↓

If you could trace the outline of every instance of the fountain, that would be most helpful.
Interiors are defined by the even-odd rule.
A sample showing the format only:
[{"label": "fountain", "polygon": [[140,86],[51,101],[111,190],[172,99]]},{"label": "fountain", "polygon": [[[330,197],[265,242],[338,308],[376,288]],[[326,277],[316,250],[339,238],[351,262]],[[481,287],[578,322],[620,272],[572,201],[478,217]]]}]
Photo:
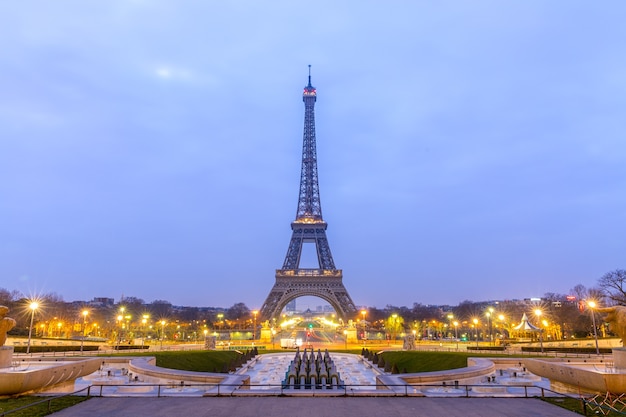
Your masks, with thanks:
[{"label": "fountain", "polygon": [[294,360],[285,372],[283,388],[337,389],[344,386],[328,349],[323,356],[319,349],[317,355],[313,349],[307,352],[308,349],[304,349],[301,354],[300,348],[296,349]]}]

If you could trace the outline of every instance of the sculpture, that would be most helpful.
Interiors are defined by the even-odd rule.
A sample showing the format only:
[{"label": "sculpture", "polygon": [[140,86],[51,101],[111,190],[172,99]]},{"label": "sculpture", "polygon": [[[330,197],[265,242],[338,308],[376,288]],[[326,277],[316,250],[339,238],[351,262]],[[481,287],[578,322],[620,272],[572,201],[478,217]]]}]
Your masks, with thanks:
[{"label": "sculpture", "polygon": [[15,327],[15,320],[6,317],[9,307],[0,306],[0,347],[7,341],[7,332]]},{"label": "sculpture", "polygon": [[402,345],[402,350],[415,350],[415,335],[412,333],[408,333],[404,337],[404,344]]},{"label": "sculpture", "polygon": [[616,333],[623,343],[626,340],[626,307],[596,307],[593,310],[599,313],[607,313],[605,320],[611,324],[613,333]]}]

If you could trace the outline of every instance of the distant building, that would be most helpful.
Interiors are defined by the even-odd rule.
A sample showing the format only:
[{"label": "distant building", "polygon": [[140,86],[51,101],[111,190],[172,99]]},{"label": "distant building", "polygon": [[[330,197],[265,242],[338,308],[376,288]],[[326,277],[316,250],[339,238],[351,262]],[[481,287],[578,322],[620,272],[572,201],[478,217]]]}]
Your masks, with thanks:
[{"label": "distant building", "polygon": [[93,300],[89,302],[89,305],[98,307],[112,307],[115,305],[115,300],[108,297],[94,297]]}]

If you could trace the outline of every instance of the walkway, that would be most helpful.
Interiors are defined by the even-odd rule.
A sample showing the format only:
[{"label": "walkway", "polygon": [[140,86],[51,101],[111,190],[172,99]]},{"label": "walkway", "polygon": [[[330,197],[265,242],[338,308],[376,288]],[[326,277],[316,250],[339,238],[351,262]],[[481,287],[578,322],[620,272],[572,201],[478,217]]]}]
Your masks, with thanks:
[{"label": "walkway", "polygon": [[54,417],[574,417],[531,398],[91,398]]}]

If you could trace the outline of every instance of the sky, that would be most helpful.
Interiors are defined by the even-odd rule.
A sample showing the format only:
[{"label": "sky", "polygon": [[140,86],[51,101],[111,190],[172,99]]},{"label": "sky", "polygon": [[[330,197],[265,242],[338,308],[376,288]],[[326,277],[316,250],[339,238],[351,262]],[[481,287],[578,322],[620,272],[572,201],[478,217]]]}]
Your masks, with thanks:
[{"label": "sky", "polygon": [[625,17],[622,0],[3,2],[0,287],[260,308],[296,215],[308,65],[357,306],[594,286],[626,266]]}]

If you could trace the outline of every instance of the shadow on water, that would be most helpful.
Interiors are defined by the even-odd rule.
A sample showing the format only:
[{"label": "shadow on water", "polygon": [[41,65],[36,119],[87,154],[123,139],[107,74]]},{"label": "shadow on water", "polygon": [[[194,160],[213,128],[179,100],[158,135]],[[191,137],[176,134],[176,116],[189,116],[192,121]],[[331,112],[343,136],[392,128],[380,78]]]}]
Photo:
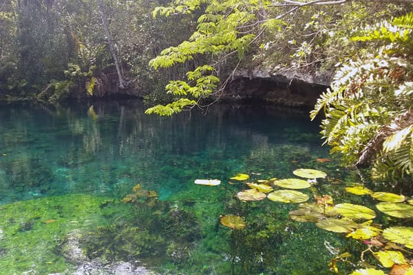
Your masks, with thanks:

↑

• **Exercise task**
Repeat each record exactly as shown above, dropping all images.

• **Written answer**
If you could trace the outline of every instance of the fountain, that would be most helpful.
Interiors are defined by the even-odd rule.
A sample showing the format only:
[{"label": "fountain", "polygon": [[140,86],[51,101],[111,190],[172,99]]},{"label": "fountain", "polygon": [[[330,197],[265,242],[338,308],[376,288]],[[326,277],[316,250],[339,238],[351,262]],[[481,287],[578,322],[620,272],[572,201],[478,217]]]}]
Photo:
Your masks, with thanks:
[{"label": "fountain", "polygon": [[294,360],[285,372],[283,388],[337,389],[344,386],[328,349],[323,356],[319,349],[317,355],[313,349],[307,352],[308,349],[304,349],[301,354],[300,348],[296,349]]}]

If you could trace the outline of every instance of the sculpture, that would be most helpful.
Interiors are defined by the even-odd rule.
A sample showing the format only:
[{"label": "sculpture", "polygon": [[140,86],[51,101],[111,190],[172,99]]},{"label": "sculpture", "polygon": [[[330,197],[265,242],[338,308],[376,288]],[[326,277],[316,250],[339,238],[351,262]],[[481,287],[578,322],[620,272],[572,201],[478,217]]]}]
Your masks, with thanks:
[{"label": "sculpture", "polygon": [[15,327],[15,320],[6,317],[9,307],[0,306],[0,347],[7,341],[7,332]]},{"label": "sculpture", "polygon": [[402,345],[402,350],[415,350],[415,335],[412,333],[408,333],[404,337],[404,344]]},{"label": "sculpture", "polygon": [[616,333],[623,343],[626,340],[626,307],[596,307],[593,310],[599,313],[607,313],[605,320],[611,324],[613,333]]}]

If you could trace the outline of every instance of the distant building, that would be most helpful.
Interiors are defined by the even-odd rule.
A sample showing the format only:
[{"label": "distant building", "polygon": [[140,86],[51,101],[111,190],[172,99]]},{"label": "distant building", "polygon": [[[330,197],[265,242],[338,308],[376,288]],[[326,277],[316,250],[339,238],[351,262]],[[481,287],[578,322],[620,272],[572,201],[478,217]]]}]
Your masks, with thanks:
[{"label": "distant building", "polygon": [[93,300],[89,302],[89,305],[98,307],[112,307],[115,305],[115,300],[108,297],[94,297]]}]

If you could trace the outline of every instance of the walkway, that would be most helpful.
Interiors are defined by the even-odd rule.
A sample showing the format only:
[{"label": "walkway", "polygon": [[140,86],[51,101],[111,190],[172,99]]},{"label": "walkway", "polygon": [[[330,197],[265,242],[338,308],[376,288]],[[326,277],[316,250],[339,238],[351,262]],[[481,287],[578,322],[620,272],[572,201],[478,217]]]}]
Your masks, with thanks:
[{"label": "walkway", "polygon": [[54,417],[574,417],[531,398],[91,398]]}]

If you could trace the outline of every instance of the sky, that would be most helpful.
Interiors are defined by the even-odd rule.
A sample showing the format only:
[{"label": "sky", "polygon": [[140,86],[51,101],[111,190],[172,99]]},{"label": "sky", "polygon": [[[330,197],[265,242],[338,308],[376,288]],[[326,277],[316,250],[339,238],[351,262]],[[481,287],[578,322],[620,272],[572,201],[478,217]]]}]
Your masks, with thanks:
[{"label": "sky", "polygon": [[625,17],[622,0],[3,2],[0,287],[260,308],[296,215],[308,65],[357,306],[594,286],[626,266]]}]

If you could trace the outline of every instance of the shadow on water, that would be most helpful.
Interiors are defined by the even-odd rule.
A sample showing the format only:
[{"label": "shadow on water", "polygon": [[41,65],[36,119],[87,154],[123,139],[107,74]]},{"label": "shadow on water", "polygon": [[[194,160],[213,128],[179,100],[158,135]],[[191,137],[176,134],[176,116],[189,116],[192,121]],[[331,112],[343,136],[392,128],[380,78]]]}]
Photo:
Your masks, with thanks:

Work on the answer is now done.